**Page extract**.
□ □ □ □ □ □ □
The Writing Process: I Shouldn't be Doing This

I became a writer by accident. A dyslexic kid who wasn’t diagnosed until I was 20, the English language felt like an enemy to be defeated. If I didn’t get it right the first time, I didn’t see the point in trying. And without academic support for my learning disability, I was never going to get any of it right. If you’d told my 15-year-old self I’d be writing screenplays as adult, I would have asked you what you were smoking—and if I could have some.

But I always loved stories.

Acting seemed like the natural way for me to explore this passion. But after realizing I didn’t really want to be an actor—and that to pursue acting in Hollywood you have to really want it—I moved on. I made art, marionettes, directed and explored storytelling in that way.

Eventually, I started coaching actors privately. They brought me script after script, and I broke each down using techniques mastered by Stella Adler. Interpretation, imagination and, most importantly, making choices that serve the story. I eventually realized that every single character serves the story of the script in a very particular way. And that key moments seemed to happen at the same point in each script. Then, one morning, I woke up and it hit me.
□ □ □ □ □ □ □
**Questions to answer**.
1. In the essay on the writing process, at what age was the author diagnosed with dyslexia?
2. Go on with the essay on the writing process, picking up after its final sentence.
□ □ □ □ □ □ □
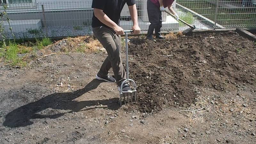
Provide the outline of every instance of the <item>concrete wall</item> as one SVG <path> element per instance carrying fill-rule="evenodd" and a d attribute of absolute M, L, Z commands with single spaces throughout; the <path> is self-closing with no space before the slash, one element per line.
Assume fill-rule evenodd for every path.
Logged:
<path fill-rule="evenodd" d="M 60 27 L 90 25 L 93 13 L 92 10 L 46 12 L 44 21 L 42 12 L 10 13 L 8 16 L 12 20 L 40 19 L 43 27 Z"/>

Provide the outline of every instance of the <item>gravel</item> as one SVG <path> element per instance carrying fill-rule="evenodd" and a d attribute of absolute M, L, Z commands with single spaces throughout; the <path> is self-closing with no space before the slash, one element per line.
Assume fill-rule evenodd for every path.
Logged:
<path fill-rule="evenodd" d="M 31 34 L 28 32 L 14 33 L 14 35 L 17 39 L 22 38 L 33 38 L 36 37 L 58 37 L 77 36 L 84 36 L 91 34 L 92 27 L 91 26 L 81 26 L 81 29 L 75 30 L 72 26 L 49 27 L 47 28 L 48 36 L 46 35 L 46 29 L 42 28 L 41 30 L 38 34 Z M 12 38 L 10 33 L 7 34 L 7 37 Z"/>

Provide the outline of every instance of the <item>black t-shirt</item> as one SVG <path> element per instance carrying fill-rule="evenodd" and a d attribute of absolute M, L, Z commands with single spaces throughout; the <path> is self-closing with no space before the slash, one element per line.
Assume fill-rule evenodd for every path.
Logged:
<path fill-rule="evenodd" d="M 125 4 L 129 6 L 135 4 L 135 0 L 93 0 L 92 8 L 96 8 L 103 10 L 103 12 L 113 21 L 118 26 L 120 22 L 120 14 Z M 95 16 L 93 12 L 92 28 L 104 26 L 107 27 Z"/>

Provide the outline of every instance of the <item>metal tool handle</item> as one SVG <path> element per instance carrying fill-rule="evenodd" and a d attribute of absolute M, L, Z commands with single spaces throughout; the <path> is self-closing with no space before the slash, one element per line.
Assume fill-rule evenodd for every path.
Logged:
<path fill-rule="evenodd" d="M 132 33 L 133 32 L 133 30 L 124 30 L 124 33 Z"/>
<path fill-rule="evenodd" d="M 173 14 L 172 14 L 172 13 L 170 13 L 169 12 L 168 12 L 168 11 L 167 11 L 166 10 L 164 10 L 164 12 L 166 12 L 166 13 L 167 13 L 169 15 L 172 16 L 172 17 L 173 17 L 174 18 L 176 18 L 176 17 L 175 16 L 175 15 L 174 15 Z M 180 20 L 180 19 L 179 19 L 179 20 L 180 20 L 180 21 L 181 21 L 181 22 L 183 22 L 183 23 L 185 24 L 186 25 L 187 25 L 187 26 L 188 26 L 188 27 L 190 27 L 190 28 L 194 28 L 194 27 L 193 27 L 193 26 L 191 26 L 191 25 L 188 24 L 187 22 L 186 22 L 186 21 L 184 21 L 184 20 Z"/>
<path fill-rule="evenodd" d="M 120 86 L 120 92 L 121 94 L 122 94 L 123 92 L 123 85 L 127 81 L 131 81 L 133 84 L 134 90 L 134 91 L 136 91 L 136 84 L 135 82 L 132 79 L 129 78 L 129 66 L 128 63 L 128 33 L 132 32 L 133 31 L 133 30 L 124 30 L 124 33 L 125 35 L 125 52 L 126 55 L 126 79 L 123 81 L 121 85 Z M 136 97 L 135 97 L 136 98 Z M 136 99 L 136 98 L 135 98 Z"/>
<path fill-rule="evenodd" d="M 126 79 L 129 79 L 129 66 L 128 65 L 128 33 L 132 30 L 124 30 L 125 34 L 125 52 L 126 53 Z"/>

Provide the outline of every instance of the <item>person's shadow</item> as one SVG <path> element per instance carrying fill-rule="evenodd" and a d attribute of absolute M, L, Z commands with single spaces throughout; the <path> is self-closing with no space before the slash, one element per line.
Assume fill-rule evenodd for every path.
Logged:
<path fill-rule="evenodd" d="M 94 79 L 84 88 L 76 91 L 66 93 L 53 93 L 40 100 L 22 106 L 9 113 L 5 116 L 4 125 L 7 127 L 15 127 L 29 125 L 33 123 L 31 120 L 36 118 L 48 118 L 55 119 L 68 113 L 77 112 L 85 107 L 98 105 L 99 104 L 107 105 L 103 108 L 116 110 L 119 105 L 115 102 L 119 99 L 115 98 L 108 100 L 76 101 L 73 100 L 90 91 L 94 89 L 103 82 Z M 113 103 L 112 103 L 113 102 Z M 70 110 L 68 112 L 48 115 L 41 115 L 38 113 L 48 108 L 54 109 Z M 95 108 L 94 107 L 86 110 Z"/>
□ □ □ □ □ □ □
**Numbered answers**.
1. At 20.

2.
A screenplay is a transformation machine.  

Every single piece of information is included to force the protagonist into a transformation (whether positive or negative). I’ve found this to be true in 90 percent of produced screenplays. I also felt, for the first time, creating this kind of machine was something I could absolutely do.

I’d also—and I’m going to be brutally honest here—read a whole lot of really bad scripts. Now that I understand how hard it is to write anything, let alone anything good, I have nothing but compassion for those writers. But I felt like I finally had in my possession a key that could help me unlock the stories that had lived in my mind for so many years.